Task to carry out: What lines in the data hold the string "curtain"? Show them.
### Excerpted data
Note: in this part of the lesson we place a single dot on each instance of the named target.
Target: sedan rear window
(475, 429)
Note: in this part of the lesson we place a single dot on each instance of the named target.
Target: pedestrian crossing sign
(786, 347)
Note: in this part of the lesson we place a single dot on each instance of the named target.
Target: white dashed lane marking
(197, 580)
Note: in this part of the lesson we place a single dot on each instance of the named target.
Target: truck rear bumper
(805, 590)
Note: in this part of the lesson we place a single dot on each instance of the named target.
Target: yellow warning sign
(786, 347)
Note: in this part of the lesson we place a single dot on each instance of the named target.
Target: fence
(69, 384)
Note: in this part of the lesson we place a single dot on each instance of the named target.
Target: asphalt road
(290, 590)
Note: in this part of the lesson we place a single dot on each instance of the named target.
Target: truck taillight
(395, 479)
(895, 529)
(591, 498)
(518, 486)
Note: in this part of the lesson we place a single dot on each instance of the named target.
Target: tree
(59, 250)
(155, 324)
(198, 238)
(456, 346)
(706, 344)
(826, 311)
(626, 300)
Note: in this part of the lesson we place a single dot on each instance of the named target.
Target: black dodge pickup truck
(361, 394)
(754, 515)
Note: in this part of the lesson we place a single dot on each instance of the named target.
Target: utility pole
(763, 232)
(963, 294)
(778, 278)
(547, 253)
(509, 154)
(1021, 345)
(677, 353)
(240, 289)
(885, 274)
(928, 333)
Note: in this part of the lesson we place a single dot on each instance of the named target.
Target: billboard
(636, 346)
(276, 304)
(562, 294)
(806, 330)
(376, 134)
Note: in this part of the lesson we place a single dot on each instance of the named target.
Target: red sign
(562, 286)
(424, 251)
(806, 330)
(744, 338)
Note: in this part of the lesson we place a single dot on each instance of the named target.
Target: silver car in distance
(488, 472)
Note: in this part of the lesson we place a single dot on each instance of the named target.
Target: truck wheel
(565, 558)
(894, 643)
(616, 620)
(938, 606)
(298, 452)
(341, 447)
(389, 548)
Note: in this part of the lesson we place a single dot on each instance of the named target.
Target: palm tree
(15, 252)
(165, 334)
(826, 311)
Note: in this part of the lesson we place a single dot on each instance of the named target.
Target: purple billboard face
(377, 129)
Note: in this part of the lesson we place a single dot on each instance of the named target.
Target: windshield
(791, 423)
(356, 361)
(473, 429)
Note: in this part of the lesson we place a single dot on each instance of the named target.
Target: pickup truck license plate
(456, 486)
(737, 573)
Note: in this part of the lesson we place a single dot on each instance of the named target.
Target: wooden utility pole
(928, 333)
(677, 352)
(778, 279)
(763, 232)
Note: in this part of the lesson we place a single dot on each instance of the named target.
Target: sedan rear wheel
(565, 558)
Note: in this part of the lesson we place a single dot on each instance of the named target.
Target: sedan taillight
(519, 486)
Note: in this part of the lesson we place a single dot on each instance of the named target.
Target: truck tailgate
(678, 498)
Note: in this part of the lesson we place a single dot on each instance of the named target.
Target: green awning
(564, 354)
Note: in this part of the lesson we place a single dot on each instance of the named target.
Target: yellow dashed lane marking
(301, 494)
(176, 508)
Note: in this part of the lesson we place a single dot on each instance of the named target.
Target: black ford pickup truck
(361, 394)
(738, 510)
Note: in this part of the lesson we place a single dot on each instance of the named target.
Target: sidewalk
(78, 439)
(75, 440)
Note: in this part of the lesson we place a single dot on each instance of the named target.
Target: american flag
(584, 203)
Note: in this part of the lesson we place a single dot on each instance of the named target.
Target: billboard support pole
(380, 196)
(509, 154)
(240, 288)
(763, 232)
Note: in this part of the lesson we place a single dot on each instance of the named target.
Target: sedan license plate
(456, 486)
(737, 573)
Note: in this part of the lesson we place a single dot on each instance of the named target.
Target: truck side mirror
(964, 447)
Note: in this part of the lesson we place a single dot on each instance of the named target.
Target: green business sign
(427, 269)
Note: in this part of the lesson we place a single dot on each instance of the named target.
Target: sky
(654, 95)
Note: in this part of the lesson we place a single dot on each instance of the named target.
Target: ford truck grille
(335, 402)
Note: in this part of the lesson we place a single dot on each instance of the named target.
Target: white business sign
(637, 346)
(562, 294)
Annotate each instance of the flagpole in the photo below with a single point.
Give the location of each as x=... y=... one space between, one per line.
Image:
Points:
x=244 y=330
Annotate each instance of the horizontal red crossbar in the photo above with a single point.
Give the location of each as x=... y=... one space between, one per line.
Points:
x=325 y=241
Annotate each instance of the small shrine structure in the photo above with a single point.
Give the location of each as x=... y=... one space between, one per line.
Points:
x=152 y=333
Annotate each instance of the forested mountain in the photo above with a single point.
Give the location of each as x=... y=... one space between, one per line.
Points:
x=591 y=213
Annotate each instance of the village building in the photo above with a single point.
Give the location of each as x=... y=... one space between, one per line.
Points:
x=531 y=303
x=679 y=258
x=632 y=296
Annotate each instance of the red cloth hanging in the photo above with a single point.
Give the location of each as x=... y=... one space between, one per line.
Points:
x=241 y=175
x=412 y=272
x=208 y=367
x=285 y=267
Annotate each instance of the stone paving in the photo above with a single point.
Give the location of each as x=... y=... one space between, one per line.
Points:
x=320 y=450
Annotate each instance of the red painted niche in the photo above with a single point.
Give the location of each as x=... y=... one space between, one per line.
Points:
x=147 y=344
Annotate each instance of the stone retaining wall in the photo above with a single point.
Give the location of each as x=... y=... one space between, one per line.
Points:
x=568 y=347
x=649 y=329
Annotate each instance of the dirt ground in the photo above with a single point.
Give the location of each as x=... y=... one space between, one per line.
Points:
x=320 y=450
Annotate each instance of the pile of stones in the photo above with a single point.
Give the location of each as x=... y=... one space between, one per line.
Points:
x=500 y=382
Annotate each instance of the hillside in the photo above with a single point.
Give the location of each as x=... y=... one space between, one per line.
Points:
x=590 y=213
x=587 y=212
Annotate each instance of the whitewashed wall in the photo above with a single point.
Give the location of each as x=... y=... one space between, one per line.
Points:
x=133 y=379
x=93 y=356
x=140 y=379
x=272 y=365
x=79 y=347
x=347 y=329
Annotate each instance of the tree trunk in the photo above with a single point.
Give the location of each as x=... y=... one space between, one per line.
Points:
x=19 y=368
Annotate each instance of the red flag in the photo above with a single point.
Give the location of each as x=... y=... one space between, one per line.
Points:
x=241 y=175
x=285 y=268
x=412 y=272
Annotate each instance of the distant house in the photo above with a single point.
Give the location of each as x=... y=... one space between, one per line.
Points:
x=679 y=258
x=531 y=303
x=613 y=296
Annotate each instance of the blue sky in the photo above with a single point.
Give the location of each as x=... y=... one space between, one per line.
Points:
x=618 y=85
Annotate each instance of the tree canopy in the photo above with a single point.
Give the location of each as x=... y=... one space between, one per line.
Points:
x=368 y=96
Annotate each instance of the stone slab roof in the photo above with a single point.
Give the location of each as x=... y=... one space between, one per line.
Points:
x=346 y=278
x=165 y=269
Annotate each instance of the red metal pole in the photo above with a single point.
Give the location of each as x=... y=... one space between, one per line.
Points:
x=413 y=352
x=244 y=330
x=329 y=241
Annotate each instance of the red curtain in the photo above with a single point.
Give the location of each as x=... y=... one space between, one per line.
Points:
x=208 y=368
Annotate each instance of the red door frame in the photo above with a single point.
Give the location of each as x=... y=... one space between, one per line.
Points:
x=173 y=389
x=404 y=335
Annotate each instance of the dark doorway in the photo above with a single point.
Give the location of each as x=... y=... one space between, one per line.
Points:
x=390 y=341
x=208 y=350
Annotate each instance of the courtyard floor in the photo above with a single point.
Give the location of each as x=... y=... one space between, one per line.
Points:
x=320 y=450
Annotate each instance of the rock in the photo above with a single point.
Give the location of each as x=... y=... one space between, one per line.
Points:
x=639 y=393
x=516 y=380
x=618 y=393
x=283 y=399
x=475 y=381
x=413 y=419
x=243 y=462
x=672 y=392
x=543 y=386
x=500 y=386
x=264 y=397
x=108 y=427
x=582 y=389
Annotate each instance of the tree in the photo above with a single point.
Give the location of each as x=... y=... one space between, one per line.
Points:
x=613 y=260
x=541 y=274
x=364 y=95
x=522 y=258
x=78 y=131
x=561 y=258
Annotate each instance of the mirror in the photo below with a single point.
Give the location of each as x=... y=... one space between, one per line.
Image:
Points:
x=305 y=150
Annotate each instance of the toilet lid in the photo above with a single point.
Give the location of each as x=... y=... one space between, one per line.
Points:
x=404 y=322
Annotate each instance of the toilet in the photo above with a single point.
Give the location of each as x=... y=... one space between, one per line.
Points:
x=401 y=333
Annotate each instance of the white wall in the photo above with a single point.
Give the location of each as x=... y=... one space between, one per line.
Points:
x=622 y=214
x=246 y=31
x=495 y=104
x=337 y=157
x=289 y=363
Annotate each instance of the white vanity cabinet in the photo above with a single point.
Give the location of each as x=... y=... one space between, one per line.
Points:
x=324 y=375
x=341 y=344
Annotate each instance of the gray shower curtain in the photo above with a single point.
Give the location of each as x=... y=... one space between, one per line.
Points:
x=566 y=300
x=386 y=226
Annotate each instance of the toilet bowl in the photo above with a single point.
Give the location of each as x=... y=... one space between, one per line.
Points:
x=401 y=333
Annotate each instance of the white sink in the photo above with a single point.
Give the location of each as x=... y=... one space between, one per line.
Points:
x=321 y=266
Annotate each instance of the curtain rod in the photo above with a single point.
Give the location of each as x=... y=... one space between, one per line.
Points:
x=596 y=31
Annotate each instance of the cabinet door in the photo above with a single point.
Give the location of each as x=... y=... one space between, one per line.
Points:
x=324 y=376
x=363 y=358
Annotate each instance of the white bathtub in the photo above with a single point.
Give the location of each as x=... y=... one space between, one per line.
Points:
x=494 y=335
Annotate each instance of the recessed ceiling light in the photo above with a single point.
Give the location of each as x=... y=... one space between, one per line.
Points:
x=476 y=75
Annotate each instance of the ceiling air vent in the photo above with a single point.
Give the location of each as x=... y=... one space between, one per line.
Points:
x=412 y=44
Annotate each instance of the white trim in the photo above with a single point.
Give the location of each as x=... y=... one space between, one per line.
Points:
######
Response area:
Annotate each instance of the red curtain in the photo above with a single point.
Annotate each instance of the gray shower curtain in the photo above with a single point.
Annotate each instance of the curtain rod in the photo above with a single point.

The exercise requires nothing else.